Excerpted passage:

For Kitija Laksa, it was nearing 5 AM in Latvia, where she took the time to chat after getting selected with the eleventh overall pick in the 2020 WNBA Draft.
“It was a long day for me,” Laksa said. “Woke up pretty early, worked out, had a couple errands to run before heading back home and just meeting up with my family, my mom, my dad, my brother was here, my sister-in-law, my nephew, so we just spent the day together at home, had a nice lunch, had a nice dinner, just enjoyed each other's company and waited for the draft. Needed to do some things to just set up and be ready for the draft, some media stuff and things like that. It really has been a very, very long day. What is it, like -- I've been up like the last 22, 21 hours, so I am tired, but I'm happy. I'm happy that I'm a part of the Seattle Storm. It's definitely been worth it.”
The Laksa journey lasted a bit longer into the night than for the other draft picks back here in the states, and her return here to play basketball — something she expressed excitement about experiencing — will wait as well, beyond even the current holding pattern the sport, and really, every activity involving groups of people larger than a family, are in right now.
But you cannot just turn off the competitive juices of the people in women’s basketball. The sport, what you’re seeing of it, the public competition, that’s on pause. The remarkable figures on the court, on the sideline coaching, in the general manager’s offices — they’re not slowing down a bit.
One WNBA talent evaluator I spoke to was already breaking down film on potential 2021 draft picks. Another wondered how the league would navigate draft order if the 2020 season is either truncated significantly or doesn’t happen. The league’s top pick, Sabrina Ionescu, was already gaming out her path to the 2021 Olympics.

Provided records:
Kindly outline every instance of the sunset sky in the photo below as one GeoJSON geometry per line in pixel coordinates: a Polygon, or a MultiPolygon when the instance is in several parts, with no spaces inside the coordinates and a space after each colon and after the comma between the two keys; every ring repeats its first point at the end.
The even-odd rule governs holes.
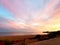
{"type": "Polygon", "coordinates": [[[0,0],[0,32],[60,30],[60,0],[0,0]]]}

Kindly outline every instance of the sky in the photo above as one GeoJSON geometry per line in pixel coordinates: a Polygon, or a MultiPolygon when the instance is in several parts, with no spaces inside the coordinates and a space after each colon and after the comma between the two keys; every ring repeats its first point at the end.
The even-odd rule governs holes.
{"type": "Polygon", "coordinates": [[[0,32],[60,30],[60,0],[0,0],[0,32]]]}

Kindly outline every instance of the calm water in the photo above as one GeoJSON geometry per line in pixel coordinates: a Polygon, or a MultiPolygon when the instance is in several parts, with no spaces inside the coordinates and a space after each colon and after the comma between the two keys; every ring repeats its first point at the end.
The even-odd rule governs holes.
{"type": "Polygon", "coordinates": [[[11,36],[11,35],[33,35],[40,33],[33,32],[0,32],[0,36],[11,36]]]}

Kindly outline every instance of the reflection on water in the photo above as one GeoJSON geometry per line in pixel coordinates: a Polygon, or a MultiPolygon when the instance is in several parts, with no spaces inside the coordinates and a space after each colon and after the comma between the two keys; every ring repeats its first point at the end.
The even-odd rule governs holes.
{"type": "Polygon", "coordinates": [[[33,35],[41,34],[39,32],[0,32],[0,36],[11,36],[11,35],[33,35]]]}

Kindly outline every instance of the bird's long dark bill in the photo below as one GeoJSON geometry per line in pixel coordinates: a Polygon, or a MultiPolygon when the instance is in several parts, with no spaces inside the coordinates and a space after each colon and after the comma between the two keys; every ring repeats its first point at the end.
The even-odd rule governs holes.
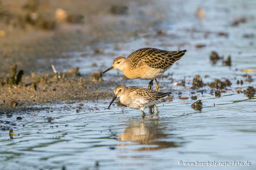
{"type": "Polygon", "coordinates": [[[109,70],[112,70],[112,69],[114,69],[114,67],[113,67],[113,66],[111,66],[111,67],[110,67],[108,69],[107,69],[106,70],[105,70],[105,71],[103,71],[102,73],[101,73],[101,74],[104,74],[104,73],[105,73],[106,72],[107,72],[108,71],[109,71],[109,70]]]}
{"type": "Polygon", "coordinates": [[[108,109],[109,109],[109,108],[110,107],[110,106],[111,106],[112,103],[113,103],[113,102],[115,101],[115,100],[117,97],[117,96],[116,96],[116,95],[115,95],[114,96],[114,97],[113,98],[113,99],[112,99],[112,101],[110,102],[110,104],[109,104],[109,107],[108,108],[108,109]]]}

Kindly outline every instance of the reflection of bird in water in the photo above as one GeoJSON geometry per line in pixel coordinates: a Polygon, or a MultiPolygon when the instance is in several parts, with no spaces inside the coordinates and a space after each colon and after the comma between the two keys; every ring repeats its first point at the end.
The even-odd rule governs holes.
{"type": "Polygon", "coordinates": [[[102,74],[117,69],[130,79],[151,80],[148,88],[152,90],[154,80],[156,84],[156,90],[157,91],[159,86],[156,79],[181,58],[186,51],[186,50],[171,51],[153,48],[141,48],[130,54],[127,58],[123,57],[116,58],[112,66],[102,74]]]}
{"type": "Polygon", "coordinates": [[[10,132],[9,132],[9,135],[10,135],[10,137],[11,139],[13,138],[13,136],[15,135],[15,134],[13,132],[13,130],[12,129],[10,129],[10,132]]]}
{"type": "Polygon", "coordinates": [[[149,113],[152,116],[158,116],[158,113],[159,113],[159,112],[158,111],[158,109],[157,106],[155,105],[150,106],[148,107],[148,109],[149,110],[149,113]],[[154,107],[155,108],[155,110],[154,110],[154,107]],[[154,115],[154,114],[155,113],[155,111],[156,112],[156,115],[154,115]]]}
{"type": "Polygon", "coordinates": [[[167,136],[164,134],[159,127],[158,124],[154,122],[150,123],[135,123],[131,124],[122,133],[119,141],[130,141],[138,142],[140,145],[158,145],[157,147],[144,147],[135,150],[142,151],[148,150],[155,150],[178,146],[173,142],[158,141],[157,138],[163,138],[167,136]],[[155,139],[155,140],[154,140],[155,139]]]}
{"type": "Polygon", "coordinates": [[[142,112],[142,117],[146,114],[144,110],[149,106],[157,103],[161,99],[171,93],[158,92],[147,88],[135,86],[127,87],[124,85],[118,85],[114,90],[113,99],[108,109],[117,97],[122,103],[132,109],[139,109],[142,112]]]}

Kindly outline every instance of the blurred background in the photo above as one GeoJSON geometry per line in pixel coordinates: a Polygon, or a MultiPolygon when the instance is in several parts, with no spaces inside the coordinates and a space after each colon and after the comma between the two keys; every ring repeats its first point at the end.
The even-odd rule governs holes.
{"type": "Polygon", "coordinates": [[[0,76],[8,76],[14,63],[27,75],[51,71],[52,64],[58,71],[78,66],[82,74],[100,71],[115,58],[146,47],[188,53],[197,49],[199,55],[203,48],[208,50],[206,58],[212,50],[231,54],[240,50],[237,46],[246,46],[250,52],[255,47],[255,4],[0,0],[0,76]],[[229,50],[234,43],[236,49],[229,50]]]}

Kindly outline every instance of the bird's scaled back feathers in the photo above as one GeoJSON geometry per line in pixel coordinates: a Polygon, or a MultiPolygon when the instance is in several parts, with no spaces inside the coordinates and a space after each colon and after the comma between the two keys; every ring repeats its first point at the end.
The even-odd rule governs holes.
{"type": "Polygon", "coordinates": [[[127,57],[131,61],[131,68],[134,69],[145,64],[152,68],[165,70],[181,58],[186,50],[170,51],[157,48],[141,48],[127,57]]]}
{"type": "Polygon", "coordinates": [[[130,94],[135,93],[137,95],[141,96],[149,102],[158,100],[171,94],[169,92],[158,92],[148,89],[135,86],[129,86],[128,87],[130,94]]]}

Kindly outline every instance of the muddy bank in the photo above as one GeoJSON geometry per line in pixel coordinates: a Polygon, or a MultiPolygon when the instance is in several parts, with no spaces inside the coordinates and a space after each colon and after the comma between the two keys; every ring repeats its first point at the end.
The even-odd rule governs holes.
{"type": "Polygon", "coordinates": [[[108,44],[118,49],[115,43],[131,42],[149,30],[156,32],[162,22],[172,21],[165,14],[168,9],[162,9],[165,3],[1,0],[0,76],[14,63],[26,66],[25,75],[41,73],[59,64],[53,59],[73,57],[67,52],[97,51],[108,44]]]}
{"type": "Polygon", "coordinates": [[[28,111],[31,106],[72,104],[82,101],[110,98],[111,87],[118,85],[114,82],[104,81],[100,73],[82,76],[78,68],[65,73],[33,73],[22,77],[18,76],[18,73],[12,74],[9,78],[1,79],[0,114],[28,111]],[[19,79],[21,80],[19,82],[19,79]],[[14,82],[12,82],[12,79],[14,82]]]}

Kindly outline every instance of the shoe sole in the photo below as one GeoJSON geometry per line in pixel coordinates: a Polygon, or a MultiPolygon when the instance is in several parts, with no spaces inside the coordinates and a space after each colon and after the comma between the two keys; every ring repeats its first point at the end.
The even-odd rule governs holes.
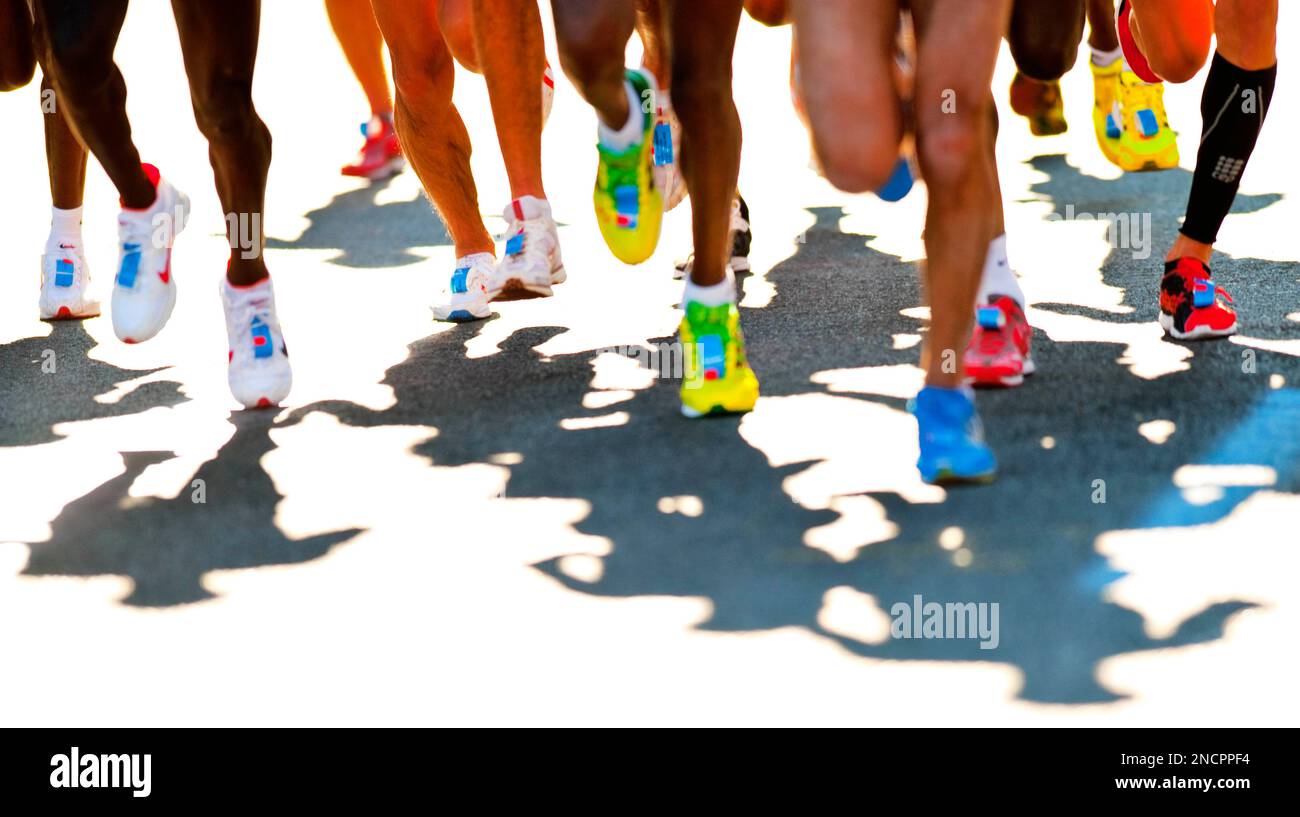
{"type": "Polygon", "coordinates": [[[99,317],[100,315],[103,315],[103,311],[98,307],[94,311],[86,311],[86,312],[73,312],[68,307],[58,307],[57,312],[55,312],[53,315],[42,315],[40,320],[46,321],[47,324],[53,324],[64,320],[87,320],[90,317],[99,317]]]}
{"type": "Polygon", "coordinates": [[[692,420],[697,420],[699,418],[723,418],[738,414],[749,414],[753,410],[754,410],[753,406],[750,406],[749,408],[728,408],[723,405],[715,405],[708,411],[701,411],[698,408],[692,408],[686,403],[681,403],[681,416],[690,418],[692,420]]]}
{"type": "Polygon", "coordinates": [[[988,485],[997,479],[997,471],[989,471],[988,474],[976,474],[972,476],[962,476],[953,474],[952,471],[940,471],[933,476],[933,479],[922,480],[930,485],[988,485]]]}
{"type": "Polygon", "coordinates": [[[1236,334],[1236,321],[1232,321],[1232,325],[1227,329],[1197,327],[1191,332],[1179,332],[1174,328],[1174,316],[1165,312],[1160,314],[1160,328],[1165,330],[1165,334],[1176,341],[1210,341],[1236,334]]]}
{"type": "Polygon", "coordinates": [[[489,293],[488,301],[529,301],[532,298],[550,298],[554,295],[552,286],[568,281],[568,273],[564,272],[564,267],[558,267],[551,271],[550,284],[529,284],[523,278],[506,278],[502,281],[500,289],[489,293]]]}
{"type": "Polygon", "coordinates": [[[343,176],[347,176],[350,178],[364,178],[372,182],[381,182],[386,178],[396,176],[402,170],[406,170],[406,159],[402,156],[396,156],[394,159],[390,159],[386,164],[380,165],[374,170],[370,170],[369,173],[343,173],[343,176]]]}
{"type": "MultiPolygon", "coordinates": [[[[753,267],[749,263],[749,256],[745,255],[733,255],[732,260],[728,261],[727,265],[732,268],[732,272],[737,273],[753,271],[753,267]]],[[[681,264],[673,264],[672,280],[681,281],[685,277],[686,277],[686,268],[682,267],[681,264]]]]}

List of tasks:
**1.** Count how many lines of the entries contain the string "reflection", and reply with the number alone.
**2.** Go on with the WNBA draft passage, picking up right after its last sentence.
The WNBA draft passage and the entries are two unrelated pieces of material.

Answers per task:
**1.** 2

**2.**
That progress we’ve all been seeing, the game getting better seemingly every day: that’s not stopping, even in this moment of suspended animation.
Even in Latvia, as the sun peaked out and the next day began before Kitija Laksa ever properly ended the previous one, the process of improving continued.
“Obviously the shot is my main weapon, but I've been working on the overall game, just being able to attack off the dribble, use the pick-and-rolls better, just set my team up, find the open player and open pass,” Laksa said. “I actually feel better, more confident and quicker than I've ever been, and I mean, I'm excited. I'm excited to return to the States. I've missed it. I've missed America. I've missed the basketball there, just the people and friends I left in the States, so I'm very excited for the opportunity.”
Multiply this by every player, coach and executive in women’s basketball. The game is paused. The work continues.
This Week in Women’s Basketball
Nathan Hiatt hops in a time machine and takes us to Brittney Griner’s draft night.
Calvin Wetzel looks at how players are staying in basketball shape.
Alex Schiffler has details of Kobe Bryant’s last WNBA minicamp, two weeks before he died.
Jenn Hatfield breaks down what Tina Charles brings to the Mystics.
Great longform Jackie Powell on the dawning of a new New York Liberty era.
PJ Brown catches you up on Trinity Baptiste, newest Arizona Wildcat.
Loved this Doug Feinberg video on the draft war rooms.
looks at Crystal Dangerfield’s evolution.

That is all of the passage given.